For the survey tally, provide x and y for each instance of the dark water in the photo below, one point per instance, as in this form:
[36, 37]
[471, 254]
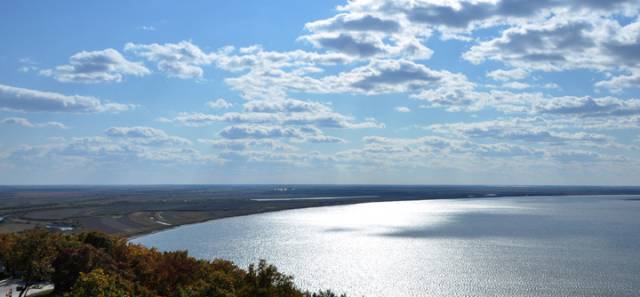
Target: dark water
[539, 246]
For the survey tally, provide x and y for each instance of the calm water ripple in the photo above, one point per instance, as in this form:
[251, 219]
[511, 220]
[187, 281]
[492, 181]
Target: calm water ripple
[541, 246]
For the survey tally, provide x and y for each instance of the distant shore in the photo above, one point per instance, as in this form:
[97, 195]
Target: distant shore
[133, 211]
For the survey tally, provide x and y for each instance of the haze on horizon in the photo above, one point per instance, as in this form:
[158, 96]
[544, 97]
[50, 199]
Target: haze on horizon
[368, 91]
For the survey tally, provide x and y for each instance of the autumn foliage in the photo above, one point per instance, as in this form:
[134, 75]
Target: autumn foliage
[96, 264]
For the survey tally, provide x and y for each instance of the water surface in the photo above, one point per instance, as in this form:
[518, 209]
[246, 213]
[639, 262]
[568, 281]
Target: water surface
[523, 246]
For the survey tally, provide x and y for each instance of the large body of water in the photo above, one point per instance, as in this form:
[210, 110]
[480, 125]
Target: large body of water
[523, 246]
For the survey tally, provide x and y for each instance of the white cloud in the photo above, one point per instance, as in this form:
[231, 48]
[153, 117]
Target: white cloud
[146, 135]
[589, 107]
[20, 99]
[279, 112]
[518, 130]
[147, 28]
[95, 67]
[28, 124]
[253, 131]
[182, 60]
[506, 75]
[219, 104]
[516, 85]
[621, 82]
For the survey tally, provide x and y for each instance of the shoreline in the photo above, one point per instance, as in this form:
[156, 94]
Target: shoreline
[171, 227]
[135, 211]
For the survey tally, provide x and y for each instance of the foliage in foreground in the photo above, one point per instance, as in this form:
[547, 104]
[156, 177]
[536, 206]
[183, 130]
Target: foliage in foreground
[96, 264]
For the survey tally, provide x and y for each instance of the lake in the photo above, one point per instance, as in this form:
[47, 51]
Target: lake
[521, 246]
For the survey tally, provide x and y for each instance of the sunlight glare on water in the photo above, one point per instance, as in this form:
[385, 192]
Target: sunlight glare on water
[544, 246]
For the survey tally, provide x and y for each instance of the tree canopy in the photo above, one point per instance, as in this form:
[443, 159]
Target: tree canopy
[96, 264]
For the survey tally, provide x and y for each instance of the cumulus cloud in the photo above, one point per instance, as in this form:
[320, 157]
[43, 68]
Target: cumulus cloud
[304, 133]
[402, 109]
[506, 75]
[219, 104]
[102, 151]
[563, 42]
[95, 67]
[518, 130]
[589, 107]
[621, 82]
[20, 99]
[278, 112]
[182, 60]
[146, 135]
[28, 124]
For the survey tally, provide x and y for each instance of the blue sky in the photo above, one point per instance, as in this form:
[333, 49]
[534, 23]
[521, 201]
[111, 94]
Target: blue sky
[365, 91]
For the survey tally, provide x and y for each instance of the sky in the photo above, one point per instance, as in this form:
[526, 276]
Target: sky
[509, 92]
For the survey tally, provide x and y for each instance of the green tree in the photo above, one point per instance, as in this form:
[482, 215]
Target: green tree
[98, 284]
[31, 257]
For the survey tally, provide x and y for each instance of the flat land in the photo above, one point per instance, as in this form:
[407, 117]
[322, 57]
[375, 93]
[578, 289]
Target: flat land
[135, 210]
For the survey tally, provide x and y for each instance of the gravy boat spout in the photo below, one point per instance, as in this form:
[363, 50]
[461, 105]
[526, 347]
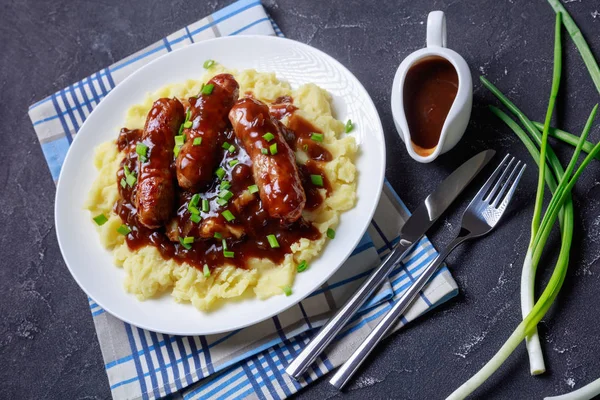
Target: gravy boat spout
[457, 117]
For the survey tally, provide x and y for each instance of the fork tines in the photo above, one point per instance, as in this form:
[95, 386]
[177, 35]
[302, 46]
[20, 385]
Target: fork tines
[498, 191]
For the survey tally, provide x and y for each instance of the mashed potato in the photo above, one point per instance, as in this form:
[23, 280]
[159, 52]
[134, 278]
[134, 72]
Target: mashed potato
[149, 275]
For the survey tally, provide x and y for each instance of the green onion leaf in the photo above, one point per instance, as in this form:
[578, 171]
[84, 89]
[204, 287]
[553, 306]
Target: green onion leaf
[131, 180]
[225, 185]
[349, 126]
[330, 233]
[228, 215]
[123, 230]
[317, 180]
[141, 149]
[317, 137]
[228, 254]
[302, 266]
[184, 244]
[100, 219]
[273, 241]
[207, 89]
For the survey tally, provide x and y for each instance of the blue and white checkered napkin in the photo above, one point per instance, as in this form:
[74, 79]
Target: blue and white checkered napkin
[247, 363]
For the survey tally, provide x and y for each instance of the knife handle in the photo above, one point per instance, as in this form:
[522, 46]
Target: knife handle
[330, 330]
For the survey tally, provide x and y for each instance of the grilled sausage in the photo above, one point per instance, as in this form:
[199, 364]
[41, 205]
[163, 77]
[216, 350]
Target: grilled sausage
[156, 185]
[276, 175]
[195, 164]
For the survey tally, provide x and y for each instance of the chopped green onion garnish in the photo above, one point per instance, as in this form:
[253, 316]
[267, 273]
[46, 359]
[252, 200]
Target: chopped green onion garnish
[123, 230]
[228, 254]
[184, 244]
[207, 89]
[225, 185]
[225, 195]
[349, 126]
[228, 215]
[317, 137]
[141, 149]
[330, 233]
[131, 180]
[317, 180]
[302, 266]
[100, 219]
[273, 241]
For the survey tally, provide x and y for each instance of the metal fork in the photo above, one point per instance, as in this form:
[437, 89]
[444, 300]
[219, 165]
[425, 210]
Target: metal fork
[480, 217]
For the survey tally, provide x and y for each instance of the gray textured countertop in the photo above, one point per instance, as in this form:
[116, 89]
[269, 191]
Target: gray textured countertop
[48, 348]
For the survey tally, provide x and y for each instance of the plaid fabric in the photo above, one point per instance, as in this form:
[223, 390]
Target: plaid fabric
[247, 363]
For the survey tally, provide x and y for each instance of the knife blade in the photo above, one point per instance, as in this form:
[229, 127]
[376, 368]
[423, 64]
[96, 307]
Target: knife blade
[411, 232]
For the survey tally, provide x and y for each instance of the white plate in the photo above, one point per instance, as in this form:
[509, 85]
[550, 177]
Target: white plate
[92, 266]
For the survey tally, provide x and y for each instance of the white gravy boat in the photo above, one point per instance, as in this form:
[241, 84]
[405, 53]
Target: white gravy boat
[458, 117]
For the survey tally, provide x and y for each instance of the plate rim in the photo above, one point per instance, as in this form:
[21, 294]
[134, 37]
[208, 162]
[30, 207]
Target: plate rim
[323, 278]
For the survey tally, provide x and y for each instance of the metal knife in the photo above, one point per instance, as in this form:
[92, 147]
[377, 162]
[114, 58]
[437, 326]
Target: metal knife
[411, 232]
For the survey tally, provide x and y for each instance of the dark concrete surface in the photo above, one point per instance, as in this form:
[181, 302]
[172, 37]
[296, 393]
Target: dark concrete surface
[48, 348]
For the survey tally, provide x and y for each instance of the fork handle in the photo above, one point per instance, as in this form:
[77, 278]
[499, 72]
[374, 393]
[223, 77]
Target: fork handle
[347, 370]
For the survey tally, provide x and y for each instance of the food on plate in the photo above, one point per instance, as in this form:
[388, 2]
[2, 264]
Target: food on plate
[223, 187]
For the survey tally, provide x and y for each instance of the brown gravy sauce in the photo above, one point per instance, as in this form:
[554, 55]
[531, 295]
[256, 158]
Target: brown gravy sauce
[430, 88]
[251, 220]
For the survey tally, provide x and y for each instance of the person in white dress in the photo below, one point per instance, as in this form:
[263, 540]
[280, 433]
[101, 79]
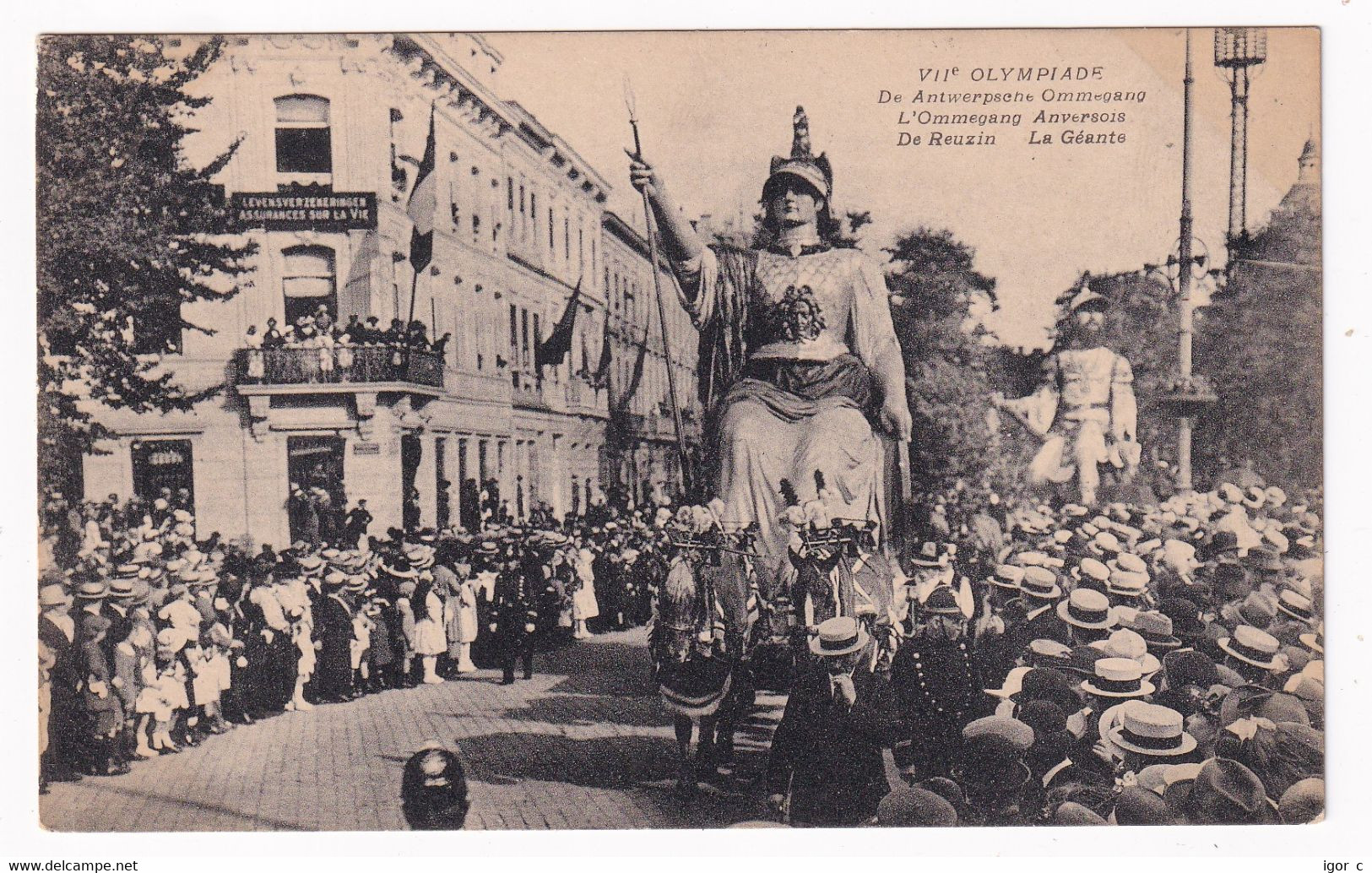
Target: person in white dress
[430, 640]
[583, 599]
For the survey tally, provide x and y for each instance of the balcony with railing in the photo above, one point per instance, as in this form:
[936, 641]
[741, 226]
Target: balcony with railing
[339, 370]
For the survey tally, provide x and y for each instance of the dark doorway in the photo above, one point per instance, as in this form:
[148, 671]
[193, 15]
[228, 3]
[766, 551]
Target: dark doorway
[410, 454]
[317, 502]
[164, 469]
[442, 489]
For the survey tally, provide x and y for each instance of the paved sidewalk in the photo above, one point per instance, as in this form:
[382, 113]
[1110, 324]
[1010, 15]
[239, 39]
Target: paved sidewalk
[583, 744]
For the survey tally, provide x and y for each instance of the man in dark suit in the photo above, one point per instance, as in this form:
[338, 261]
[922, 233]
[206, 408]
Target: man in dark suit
[936, 681]
[516, 616]
[334, 627]
[827, 756]
[58, 632]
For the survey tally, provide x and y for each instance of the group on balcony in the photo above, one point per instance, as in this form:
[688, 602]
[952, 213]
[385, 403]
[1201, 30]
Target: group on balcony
[317, 349]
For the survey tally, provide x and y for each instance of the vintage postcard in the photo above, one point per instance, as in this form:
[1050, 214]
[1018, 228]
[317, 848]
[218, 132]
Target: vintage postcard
[814, 429]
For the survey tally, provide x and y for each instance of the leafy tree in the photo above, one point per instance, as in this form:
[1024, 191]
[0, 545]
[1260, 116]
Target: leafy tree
[127, 234]
[1261, 346]
[935, 289]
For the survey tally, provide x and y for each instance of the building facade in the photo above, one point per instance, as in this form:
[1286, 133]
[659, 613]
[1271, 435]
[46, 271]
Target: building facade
[331, 135]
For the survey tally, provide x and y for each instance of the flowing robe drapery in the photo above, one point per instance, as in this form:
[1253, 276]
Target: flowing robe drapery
[788, 348]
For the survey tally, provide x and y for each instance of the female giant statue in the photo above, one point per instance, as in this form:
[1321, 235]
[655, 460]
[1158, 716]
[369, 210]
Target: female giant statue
[799, 364]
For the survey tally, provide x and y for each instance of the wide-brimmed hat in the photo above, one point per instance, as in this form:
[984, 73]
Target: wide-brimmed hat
[1185, 616]
[929, 556]
[1125, 643]
[1013, 732]
[838, 636]
[915, 807]
[1040, 583]
[1091, 568]
[1104, 542]
[1087, 609]
[399, 568]
[1086, 298]
[1126, 583]
[1297, 605]
[1251, 647]
[941, 601]
[1119, 677]
[1007, 577]
[1154, 627]
[1047, 684]
[1154, 730]
[1049, 653]
[1141, 806]
[1225, 792]
[1014, 681]
[1264, 557]
[1302, 803]
[1224, 541]
[1076, 814]
[92, 589]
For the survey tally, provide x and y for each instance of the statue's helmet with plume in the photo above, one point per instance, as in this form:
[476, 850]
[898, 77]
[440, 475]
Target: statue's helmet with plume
[803, 165]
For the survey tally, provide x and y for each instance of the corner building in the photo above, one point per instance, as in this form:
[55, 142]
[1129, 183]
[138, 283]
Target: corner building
[331, 132]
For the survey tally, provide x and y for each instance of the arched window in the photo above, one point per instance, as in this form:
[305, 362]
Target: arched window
[302, 135]
[307, 282]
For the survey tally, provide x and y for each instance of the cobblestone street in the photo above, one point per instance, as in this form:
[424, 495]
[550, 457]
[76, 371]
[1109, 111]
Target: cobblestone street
[583, 744]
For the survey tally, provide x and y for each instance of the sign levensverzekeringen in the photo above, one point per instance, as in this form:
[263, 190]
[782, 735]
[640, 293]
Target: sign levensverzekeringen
[305, 210]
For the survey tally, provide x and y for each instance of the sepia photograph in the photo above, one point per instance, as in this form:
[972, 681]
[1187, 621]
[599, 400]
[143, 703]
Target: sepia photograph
[680, 430]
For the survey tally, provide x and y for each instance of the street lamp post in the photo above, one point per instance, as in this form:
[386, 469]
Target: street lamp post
[1236, 51]
[1189, 394]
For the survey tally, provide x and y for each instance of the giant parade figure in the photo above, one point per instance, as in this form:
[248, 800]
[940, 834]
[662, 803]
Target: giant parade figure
[803, 383]
[1086, 409]
[800, 370]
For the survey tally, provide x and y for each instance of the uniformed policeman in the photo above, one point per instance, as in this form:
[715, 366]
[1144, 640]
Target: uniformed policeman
[516, 616]
[935, 681]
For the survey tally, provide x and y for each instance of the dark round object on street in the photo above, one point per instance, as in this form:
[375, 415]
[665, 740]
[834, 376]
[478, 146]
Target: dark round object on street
[434, 791]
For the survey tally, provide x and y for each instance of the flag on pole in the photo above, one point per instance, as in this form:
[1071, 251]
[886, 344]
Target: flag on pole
[423, 205]
[555, 349]
[601, 377]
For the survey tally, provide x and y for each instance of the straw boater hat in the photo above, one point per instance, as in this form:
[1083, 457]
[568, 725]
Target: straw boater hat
[1128, 644]
[1011, 686]
[1154, 627]
[1152, 730]
[94, 589]
[1253, 647]
[1040, 583]
[941, 601]
[1086, 609]
[929, 556]
[1119, 677]
[52, 596]
[1049, 653]
[1007, 577]
[1091, 568]
[1295, 605]
[838, 636]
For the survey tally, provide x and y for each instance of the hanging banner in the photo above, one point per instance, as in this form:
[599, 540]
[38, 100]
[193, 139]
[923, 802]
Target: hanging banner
[305, 210]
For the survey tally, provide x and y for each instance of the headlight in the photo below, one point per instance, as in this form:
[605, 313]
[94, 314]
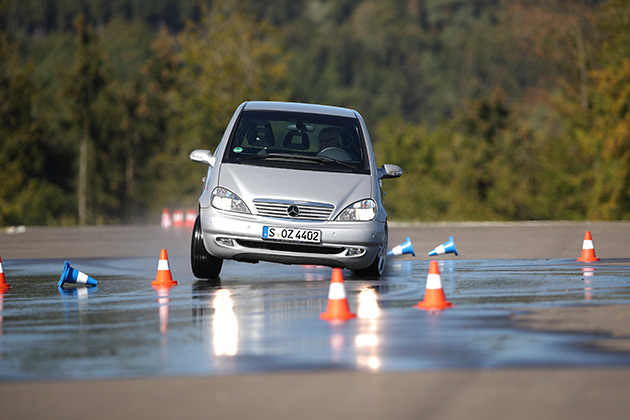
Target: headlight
[362, 211]
[224, 199]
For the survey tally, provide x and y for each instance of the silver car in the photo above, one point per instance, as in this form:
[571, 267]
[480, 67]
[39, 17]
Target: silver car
[292, 183]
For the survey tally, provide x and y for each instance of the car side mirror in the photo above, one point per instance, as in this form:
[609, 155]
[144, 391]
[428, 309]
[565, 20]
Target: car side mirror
[203, 156]
[389, 171]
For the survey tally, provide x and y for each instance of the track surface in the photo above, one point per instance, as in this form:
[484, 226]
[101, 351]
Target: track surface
[484, 385]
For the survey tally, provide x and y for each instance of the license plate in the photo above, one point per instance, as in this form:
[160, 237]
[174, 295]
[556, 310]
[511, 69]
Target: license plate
[293, 235]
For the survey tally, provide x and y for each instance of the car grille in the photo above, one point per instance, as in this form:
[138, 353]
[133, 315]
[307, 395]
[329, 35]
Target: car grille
[293, 210]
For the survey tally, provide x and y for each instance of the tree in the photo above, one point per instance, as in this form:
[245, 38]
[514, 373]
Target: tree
[85, 85]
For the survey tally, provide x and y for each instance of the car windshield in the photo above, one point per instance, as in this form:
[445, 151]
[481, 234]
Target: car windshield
[298, 141]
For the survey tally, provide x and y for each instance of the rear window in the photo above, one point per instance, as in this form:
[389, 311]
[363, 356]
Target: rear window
[298, 141]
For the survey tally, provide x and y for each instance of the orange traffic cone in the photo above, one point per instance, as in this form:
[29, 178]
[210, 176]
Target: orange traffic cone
[163, 277]
[434, 294]
[3, 285]
[338, 309]
[588, 251]
[166, 221]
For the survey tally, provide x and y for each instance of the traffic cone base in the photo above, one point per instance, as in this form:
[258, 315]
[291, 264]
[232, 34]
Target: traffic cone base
[3, 285]
[447, 247]
[337, 309]
[588, 250]
[434, 298]
[71, 275]
[163, 277]
[402, 249]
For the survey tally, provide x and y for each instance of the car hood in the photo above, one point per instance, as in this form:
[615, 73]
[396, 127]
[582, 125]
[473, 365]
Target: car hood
[255, 182]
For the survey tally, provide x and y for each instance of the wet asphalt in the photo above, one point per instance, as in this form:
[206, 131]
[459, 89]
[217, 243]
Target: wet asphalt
[264, 319]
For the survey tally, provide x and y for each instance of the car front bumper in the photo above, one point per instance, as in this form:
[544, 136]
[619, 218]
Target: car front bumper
[235, 236]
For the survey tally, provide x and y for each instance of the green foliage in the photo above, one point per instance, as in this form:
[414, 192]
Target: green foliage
[496, 110]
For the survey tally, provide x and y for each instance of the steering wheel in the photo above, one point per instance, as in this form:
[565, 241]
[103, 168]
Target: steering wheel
[335, 153]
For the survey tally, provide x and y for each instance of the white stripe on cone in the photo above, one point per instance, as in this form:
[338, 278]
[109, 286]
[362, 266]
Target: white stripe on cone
[434, 281]
[440, 249]
[337, 291]
[81, 278]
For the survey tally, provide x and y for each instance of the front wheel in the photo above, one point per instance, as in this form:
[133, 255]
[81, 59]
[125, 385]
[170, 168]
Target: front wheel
[377, 268]
[204, 265]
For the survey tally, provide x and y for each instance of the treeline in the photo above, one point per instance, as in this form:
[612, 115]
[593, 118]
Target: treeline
[495, 109]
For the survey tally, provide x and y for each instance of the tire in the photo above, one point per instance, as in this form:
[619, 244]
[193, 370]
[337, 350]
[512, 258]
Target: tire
[377, 268]
[204, 265]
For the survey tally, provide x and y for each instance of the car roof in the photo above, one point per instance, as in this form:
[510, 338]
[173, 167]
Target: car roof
[299, 107]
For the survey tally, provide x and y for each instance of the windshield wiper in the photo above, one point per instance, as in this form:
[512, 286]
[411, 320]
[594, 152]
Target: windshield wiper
[329, 159]
[321, 160]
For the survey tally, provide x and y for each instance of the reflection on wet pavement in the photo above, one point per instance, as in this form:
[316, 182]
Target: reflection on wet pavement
[265, 317]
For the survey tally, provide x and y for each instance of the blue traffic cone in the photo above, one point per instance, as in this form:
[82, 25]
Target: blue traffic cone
[70, 275]
[446, 248]
[402, 249]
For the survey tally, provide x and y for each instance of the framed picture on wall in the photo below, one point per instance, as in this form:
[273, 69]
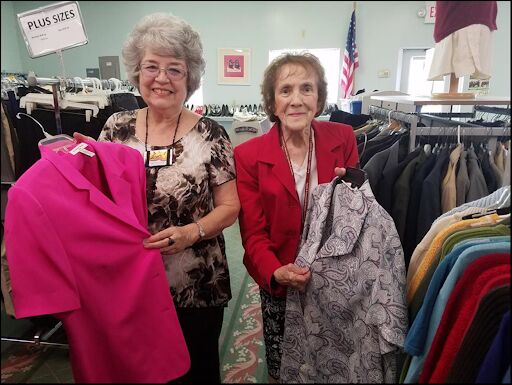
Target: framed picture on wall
[234, 66]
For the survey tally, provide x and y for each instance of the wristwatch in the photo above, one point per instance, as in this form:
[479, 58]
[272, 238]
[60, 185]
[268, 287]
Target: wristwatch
[202, 234]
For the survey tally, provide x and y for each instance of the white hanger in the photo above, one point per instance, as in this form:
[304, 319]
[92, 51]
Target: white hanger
[97, 98]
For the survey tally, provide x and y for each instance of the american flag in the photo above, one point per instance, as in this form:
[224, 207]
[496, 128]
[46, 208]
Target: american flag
[350, 60]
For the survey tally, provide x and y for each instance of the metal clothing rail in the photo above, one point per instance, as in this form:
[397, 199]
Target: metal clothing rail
[106, 84]
[494, 110]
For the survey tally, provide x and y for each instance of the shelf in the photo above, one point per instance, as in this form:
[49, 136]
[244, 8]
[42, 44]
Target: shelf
[427, 100]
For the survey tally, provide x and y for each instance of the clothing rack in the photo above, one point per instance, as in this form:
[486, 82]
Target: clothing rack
[412, 119]
[40, 338]
[105, 84]
[449, 127]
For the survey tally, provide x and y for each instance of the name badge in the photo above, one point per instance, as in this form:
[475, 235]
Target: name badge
[159, 158]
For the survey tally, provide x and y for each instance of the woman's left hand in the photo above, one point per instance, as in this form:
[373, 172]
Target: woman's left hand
[174, 239]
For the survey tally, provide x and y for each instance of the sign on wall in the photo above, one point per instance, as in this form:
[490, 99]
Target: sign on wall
[234, 66]
[430, 15]
[52, 28]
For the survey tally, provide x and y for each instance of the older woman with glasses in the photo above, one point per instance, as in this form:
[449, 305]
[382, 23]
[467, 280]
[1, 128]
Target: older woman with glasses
[276, 174]
[190, 180]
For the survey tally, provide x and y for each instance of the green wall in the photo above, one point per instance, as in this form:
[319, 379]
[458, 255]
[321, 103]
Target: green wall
[382, 29]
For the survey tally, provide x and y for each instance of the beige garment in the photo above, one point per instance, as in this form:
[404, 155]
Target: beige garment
[499, 157]
[6, 282]
[448, 186]
[431, 255]
[495, 170]
[466, 51]
[506, 174]
[438, 225]
[6, 136]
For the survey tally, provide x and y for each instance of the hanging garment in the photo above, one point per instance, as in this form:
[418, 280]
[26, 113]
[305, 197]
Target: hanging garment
[74, 233]
[352, 319]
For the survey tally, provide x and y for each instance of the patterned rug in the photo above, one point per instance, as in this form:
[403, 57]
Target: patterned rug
[243, 351]
[21, 361]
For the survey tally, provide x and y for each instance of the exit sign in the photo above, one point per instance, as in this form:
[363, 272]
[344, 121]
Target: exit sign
[430, 16]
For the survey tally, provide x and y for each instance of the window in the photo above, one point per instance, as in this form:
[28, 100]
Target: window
[414, 66]
[330, 60]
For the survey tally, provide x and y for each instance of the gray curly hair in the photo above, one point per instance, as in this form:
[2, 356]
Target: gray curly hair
[306, 60]
[166, 35]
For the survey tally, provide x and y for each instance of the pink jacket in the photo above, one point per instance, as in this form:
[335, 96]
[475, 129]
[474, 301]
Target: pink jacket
[74, 229]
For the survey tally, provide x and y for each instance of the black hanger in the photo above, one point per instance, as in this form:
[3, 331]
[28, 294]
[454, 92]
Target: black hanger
[499, 211]
[354, 176]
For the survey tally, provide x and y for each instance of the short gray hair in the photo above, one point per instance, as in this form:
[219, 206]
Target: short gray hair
[307, 61]
[165, 35]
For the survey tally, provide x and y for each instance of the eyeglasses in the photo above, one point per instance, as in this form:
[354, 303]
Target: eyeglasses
[152, 71]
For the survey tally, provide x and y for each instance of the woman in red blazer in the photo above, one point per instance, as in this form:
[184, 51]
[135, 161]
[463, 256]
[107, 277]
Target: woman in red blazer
[275, 175]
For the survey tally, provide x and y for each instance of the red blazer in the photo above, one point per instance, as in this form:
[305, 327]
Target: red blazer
[270, 215]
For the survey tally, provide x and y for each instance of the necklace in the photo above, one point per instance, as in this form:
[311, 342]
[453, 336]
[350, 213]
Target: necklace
++++++++
Look through the material for "necklace". Copy each line that has it.

For the survey tally, provide x and y for each instance of the necklace in the photo above, one point per instance, as in this form:
Target: necklace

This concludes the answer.